▶ Written task
Rewrite everything from the line containing "Provide one point per instance of the woman's lips" down to the end of the listing, swapping "woman's" for "person's" and leaving all else unchanged.

┌─ Extracted entries

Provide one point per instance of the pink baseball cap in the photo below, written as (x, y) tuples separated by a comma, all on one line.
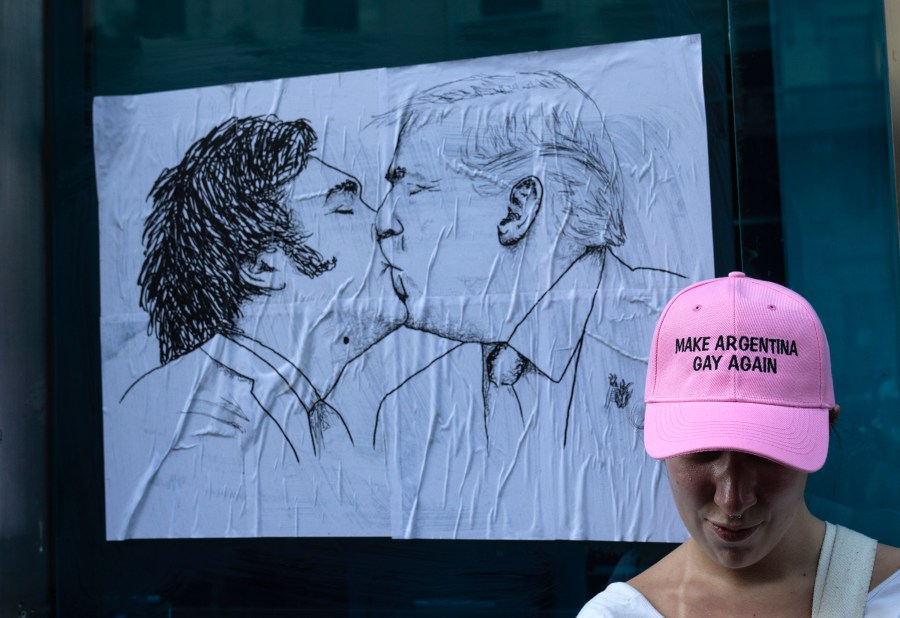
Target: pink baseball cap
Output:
[(739, 364)]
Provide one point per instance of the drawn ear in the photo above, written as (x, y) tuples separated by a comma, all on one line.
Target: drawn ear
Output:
[(524, 204), (265, 272)]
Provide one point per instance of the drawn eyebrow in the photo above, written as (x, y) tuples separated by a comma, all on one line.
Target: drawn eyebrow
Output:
[(348, 186), (394, 174)]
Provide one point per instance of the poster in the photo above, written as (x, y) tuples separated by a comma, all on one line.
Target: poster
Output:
[(411, 302)]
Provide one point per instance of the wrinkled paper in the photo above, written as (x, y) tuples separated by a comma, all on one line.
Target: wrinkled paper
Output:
[(410, 302)]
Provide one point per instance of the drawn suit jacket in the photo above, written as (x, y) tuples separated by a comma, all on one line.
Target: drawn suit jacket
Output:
[(475, 459), (215, 444)]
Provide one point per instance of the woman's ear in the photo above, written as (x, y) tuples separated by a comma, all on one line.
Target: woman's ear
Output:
[(523, 205), (833, 413), (266, 271)]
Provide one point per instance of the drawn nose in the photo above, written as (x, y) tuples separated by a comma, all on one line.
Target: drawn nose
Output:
[(387, 224), (735, 487)]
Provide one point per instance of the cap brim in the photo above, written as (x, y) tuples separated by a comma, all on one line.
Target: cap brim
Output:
[(795, 437)]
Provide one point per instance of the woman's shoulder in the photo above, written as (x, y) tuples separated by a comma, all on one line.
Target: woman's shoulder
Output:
[(619, 600), (887, 563)]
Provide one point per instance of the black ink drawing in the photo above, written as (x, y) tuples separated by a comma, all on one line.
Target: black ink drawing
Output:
[(228, 256), (277, 297), (532, 148), (619, 391), (505, 209)]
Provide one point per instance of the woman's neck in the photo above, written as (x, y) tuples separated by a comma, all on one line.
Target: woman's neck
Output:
[(689, 582)]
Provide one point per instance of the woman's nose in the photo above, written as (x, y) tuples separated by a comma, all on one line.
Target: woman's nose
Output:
[(735, 484), (387, 223)]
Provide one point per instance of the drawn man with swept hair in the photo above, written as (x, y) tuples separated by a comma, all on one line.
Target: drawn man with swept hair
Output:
[(259, 282), (505, 208)]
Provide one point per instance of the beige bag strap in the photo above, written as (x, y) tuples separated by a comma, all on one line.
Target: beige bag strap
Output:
[(843, 574)]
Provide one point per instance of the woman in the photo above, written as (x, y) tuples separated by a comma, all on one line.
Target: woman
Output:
[(739, 403)]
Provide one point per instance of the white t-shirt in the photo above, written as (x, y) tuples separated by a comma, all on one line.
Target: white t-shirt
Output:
[(620, 600)]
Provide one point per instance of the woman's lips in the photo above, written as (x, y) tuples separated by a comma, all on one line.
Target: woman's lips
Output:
[(733, 535)]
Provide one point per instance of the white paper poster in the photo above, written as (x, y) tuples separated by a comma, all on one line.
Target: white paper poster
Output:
[(410, 302)]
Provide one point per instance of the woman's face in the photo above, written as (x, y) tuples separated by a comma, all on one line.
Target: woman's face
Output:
[(711, 489)]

└─

▶ Answer for this exercise
Provide one point per instance of the person's lips in the photo above, written as (x, y) tuples separated by a comma, all on one line.
Target: person's lips
Output:
[(733, 535)]
Provide one point per instance of the white paper poster in the photo above, written as (x, y) tuples separated by a comma, all on one line.
Target: white paper poster
Output:
[(410, 302)]
Provide one point per instance of the person's face in the photo above, written as (x, y) tuples separated by a comma, all on one line.
Target: person's face
Output:
[(711, 489)]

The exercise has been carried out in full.